WHAT YOU HAVE TO DO =>
Copy each line of the records exactly, stopping only after the line that contains "Category: panda face design" has been written, and leave pictures out.

INPUT DATA =>
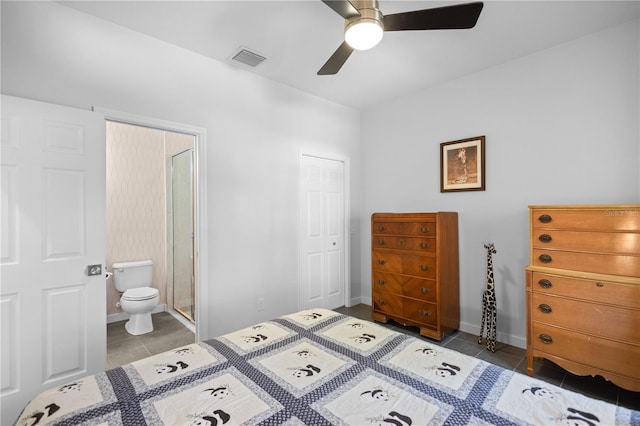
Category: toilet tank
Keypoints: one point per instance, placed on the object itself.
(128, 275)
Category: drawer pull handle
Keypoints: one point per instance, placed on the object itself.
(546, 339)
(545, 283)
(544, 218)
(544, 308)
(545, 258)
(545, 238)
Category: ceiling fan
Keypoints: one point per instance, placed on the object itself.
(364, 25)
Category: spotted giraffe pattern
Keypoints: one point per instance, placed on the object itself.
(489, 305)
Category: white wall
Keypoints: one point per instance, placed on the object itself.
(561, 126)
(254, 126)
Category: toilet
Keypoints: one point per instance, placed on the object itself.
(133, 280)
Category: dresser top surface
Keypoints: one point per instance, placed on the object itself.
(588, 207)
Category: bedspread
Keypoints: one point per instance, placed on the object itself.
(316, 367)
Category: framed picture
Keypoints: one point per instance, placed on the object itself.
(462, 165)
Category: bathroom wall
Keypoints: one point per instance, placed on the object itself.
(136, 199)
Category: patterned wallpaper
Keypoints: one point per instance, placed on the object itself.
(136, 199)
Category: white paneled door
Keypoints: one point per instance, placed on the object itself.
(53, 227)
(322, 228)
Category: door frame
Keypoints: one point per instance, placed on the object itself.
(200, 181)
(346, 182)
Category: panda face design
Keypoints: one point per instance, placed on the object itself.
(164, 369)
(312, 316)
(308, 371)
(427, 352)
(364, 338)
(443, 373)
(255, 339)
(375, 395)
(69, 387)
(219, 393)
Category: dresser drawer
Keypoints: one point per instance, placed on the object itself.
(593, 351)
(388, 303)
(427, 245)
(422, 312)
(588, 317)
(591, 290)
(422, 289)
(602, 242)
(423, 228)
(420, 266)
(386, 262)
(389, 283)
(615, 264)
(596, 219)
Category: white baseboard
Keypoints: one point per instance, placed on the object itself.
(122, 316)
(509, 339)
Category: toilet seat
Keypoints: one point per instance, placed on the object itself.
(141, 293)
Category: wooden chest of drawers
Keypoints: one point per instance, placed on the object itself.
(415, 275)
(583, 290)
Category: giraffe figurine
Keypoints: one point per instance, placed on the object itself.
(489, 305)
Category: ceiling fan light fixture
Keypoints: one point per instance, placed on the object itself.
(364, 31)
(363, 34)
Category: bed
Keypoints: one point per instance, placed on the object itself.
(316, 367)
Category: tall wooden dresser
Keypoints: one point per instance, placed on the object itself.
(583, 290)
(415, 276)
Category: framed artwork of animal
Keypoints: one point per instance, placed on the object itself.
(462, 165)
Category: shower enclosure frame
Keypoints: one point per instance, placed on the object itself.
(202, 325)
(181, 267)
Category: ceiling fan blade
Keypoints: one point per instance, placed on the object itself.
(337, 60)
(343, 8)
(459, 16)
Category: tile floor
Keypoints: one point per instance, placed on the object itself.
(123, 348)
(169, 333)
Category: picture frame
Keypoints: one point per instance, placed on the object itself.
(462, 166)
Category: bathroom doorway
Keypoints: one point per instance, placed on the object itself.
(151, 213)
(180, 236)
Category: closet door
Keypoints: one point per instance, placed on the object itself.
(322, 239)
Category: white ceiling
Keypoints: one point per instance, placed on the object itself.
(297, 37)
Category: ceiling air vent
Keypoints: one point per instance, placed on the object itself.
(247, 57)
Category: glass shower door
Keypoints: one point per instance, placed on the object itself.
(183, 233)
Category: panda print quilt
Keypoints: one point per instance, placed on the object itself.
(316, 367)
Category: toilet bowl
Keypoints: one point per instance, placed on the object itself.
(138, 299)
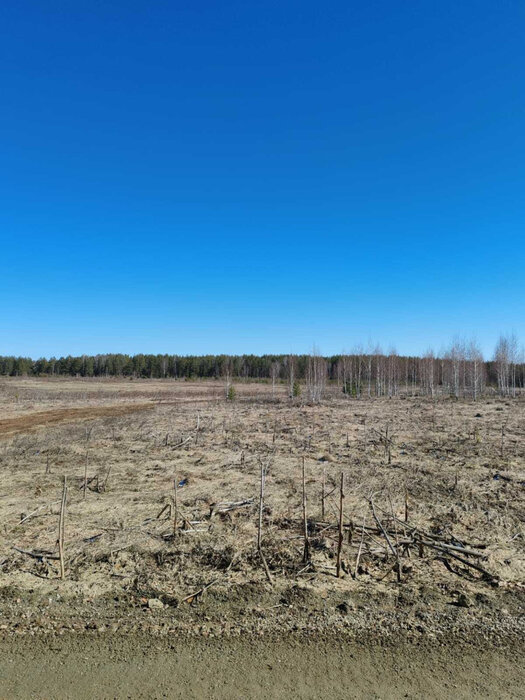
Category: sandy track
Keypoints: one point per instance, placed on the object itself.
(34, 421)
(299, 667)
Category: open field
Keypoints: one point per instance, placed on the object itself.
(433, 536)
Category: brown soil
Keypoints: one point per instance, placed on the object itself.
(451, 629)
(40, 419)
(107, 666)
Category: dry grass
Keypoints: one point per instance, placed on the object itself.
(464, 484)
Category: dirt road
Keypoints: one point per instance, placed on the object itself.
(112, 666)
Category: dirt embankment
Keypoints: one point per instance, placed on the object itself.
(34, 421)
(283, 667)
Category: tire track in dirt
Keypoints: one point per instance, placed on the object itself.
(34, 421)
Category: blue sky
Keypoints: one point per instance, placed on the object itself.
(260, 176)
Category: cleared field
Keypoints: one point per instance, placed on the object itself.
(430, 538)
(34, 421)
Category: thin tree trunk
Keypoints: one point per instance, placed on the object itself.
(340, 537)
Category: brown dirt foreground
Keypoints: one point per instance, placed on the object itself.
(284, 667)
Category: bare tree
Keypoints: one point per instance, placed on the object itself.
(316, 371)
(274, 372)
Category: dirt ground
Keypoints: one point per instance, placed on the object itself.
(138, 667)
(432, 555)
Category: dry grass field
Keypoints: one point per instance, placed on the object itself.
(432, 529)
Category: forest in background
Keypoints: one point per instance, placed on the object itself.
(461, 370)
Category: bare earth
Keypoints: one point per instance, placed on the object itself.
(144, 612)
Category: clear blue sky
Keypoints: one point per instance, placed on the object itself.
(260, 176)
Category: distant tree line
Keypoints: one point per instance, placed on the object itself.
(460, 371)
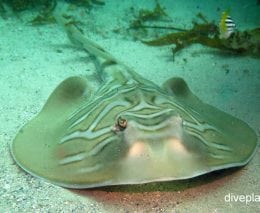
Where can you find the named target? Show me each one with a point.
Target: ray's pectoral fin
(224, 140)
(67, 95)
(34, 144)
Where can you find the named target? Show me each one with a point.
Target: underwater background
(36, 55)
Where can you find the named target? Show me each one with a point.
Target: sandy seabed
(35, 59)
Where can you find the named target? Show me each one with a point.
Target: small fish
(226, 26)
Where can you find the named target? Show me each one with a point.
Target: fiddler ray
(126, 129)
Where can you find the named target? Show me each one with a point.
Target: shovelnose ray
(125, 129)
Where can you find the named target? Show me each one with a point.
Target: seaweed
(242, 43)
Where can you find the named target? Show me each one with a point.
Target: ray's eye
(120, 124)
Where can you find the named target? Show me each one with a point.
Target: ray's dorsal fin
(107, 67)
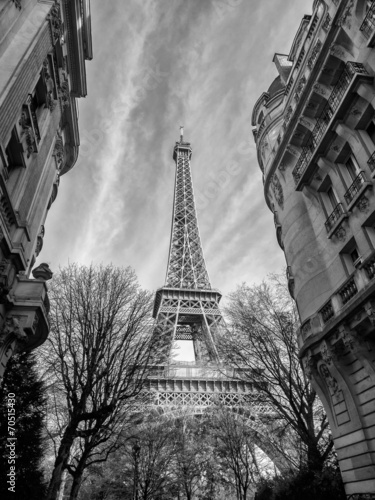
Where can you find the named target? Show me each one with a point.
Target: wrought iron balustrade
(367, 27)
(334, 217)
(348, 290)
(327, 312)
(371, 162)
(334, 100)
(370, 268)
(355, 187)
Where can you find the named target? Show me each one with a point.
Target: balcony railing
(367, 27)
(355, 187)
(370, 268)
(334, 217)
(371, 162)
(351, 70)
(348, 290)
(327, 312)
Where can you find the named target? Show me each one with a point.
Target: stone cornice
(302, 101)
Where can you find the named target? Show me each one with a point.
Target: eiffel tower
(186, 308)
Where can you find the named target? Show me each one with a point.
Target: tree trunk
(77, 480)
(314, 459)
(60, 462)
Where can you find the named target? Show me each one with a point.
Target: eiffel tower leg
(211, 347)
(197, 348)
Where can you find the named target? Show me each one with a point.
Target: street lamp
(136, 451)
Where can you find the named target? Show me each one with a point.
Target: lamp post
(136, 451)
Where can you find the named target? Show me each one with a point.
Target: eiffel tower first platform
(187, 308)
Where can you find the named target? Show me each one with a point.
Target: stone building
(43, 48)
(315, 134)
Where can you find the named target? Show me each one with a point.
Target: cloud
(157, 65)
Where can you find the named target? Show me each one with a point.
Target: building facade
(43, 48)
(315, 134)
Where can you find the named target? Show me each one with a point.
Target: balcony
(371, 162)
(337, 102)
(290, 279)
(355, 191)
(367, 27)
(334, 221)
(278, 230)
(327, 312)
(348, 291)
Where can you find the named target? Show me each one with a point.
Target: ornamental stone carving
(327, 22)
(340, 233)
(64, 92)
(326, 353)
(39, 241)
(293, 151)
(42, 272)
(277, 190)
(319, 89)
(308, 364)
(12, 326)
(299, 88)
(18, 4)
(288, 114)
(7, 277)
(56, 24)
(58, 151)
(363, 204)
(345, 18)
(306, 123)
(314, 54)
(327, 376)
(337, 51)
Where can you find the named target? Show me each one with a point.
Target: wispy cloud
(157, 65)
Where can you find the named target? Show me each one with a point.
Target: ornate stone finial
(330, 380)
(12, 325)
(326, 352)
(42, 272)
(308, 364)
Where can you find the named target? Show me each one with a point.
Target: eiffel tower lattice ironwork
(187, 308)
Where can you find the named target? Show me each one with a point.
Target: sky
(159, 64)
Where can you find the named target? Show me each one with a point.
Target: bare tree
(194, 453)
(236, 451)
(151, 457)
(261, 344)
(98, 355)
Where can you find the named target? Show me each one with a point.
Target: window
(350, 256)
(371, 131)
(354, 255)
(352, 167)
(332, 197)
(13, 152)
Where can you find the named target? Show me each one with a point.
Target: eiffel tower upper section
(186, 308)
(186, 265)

ANSWER AREA =>
Category: toilet tank
Keypoints: one point per instance, placed on the object itself.
(128, 275)
Category: drawer pull handle
Keypoints: one point per instance, placed on the object itself.
(546, 339)
(545, 283)
(544, 218)
(544, 308)
(545, 258)
(545, 238)
Category: ceiling fan
Keypoints: one point per instance, placed on the object itself.
(364, 25)
Category: spotted giraffe pattern
Keypoints: one point per instance, placed on the object itself.
(489, 305)
Category: white wall
Keypoints: one point per instance, placed on the object itself.
(561, 126)
(254, 126)
Category: toilet
Keypoints: one point per instance, placed on the object itself.
(133, 280)
Category: dresser top surface
Keypoints: one point per instance, placed on the object itself.
(588, 207)
Category: bedspread
Keypoints: one point per instance, placed on the object itself.
(316, 367)
Category: framed picture
Keypoints: one point per instance, placed on the object itself.
(462, 165)
Category: bathroom wall
Keypoints: one point per instance, placed on the object itself.
(136, 199)
Category: patterned wallpaper
Keypoints: one point per instance, placed on the object itself.
(136, 199)
Category: white paneled door
Keypoints: one point per instance, placed on the object itself.
(53, 227)
(322, 228)
Category: door frame
Keypoints: one point per instance, placed on the object itself.
(200, 181)
(346, 182)
Category: panda face design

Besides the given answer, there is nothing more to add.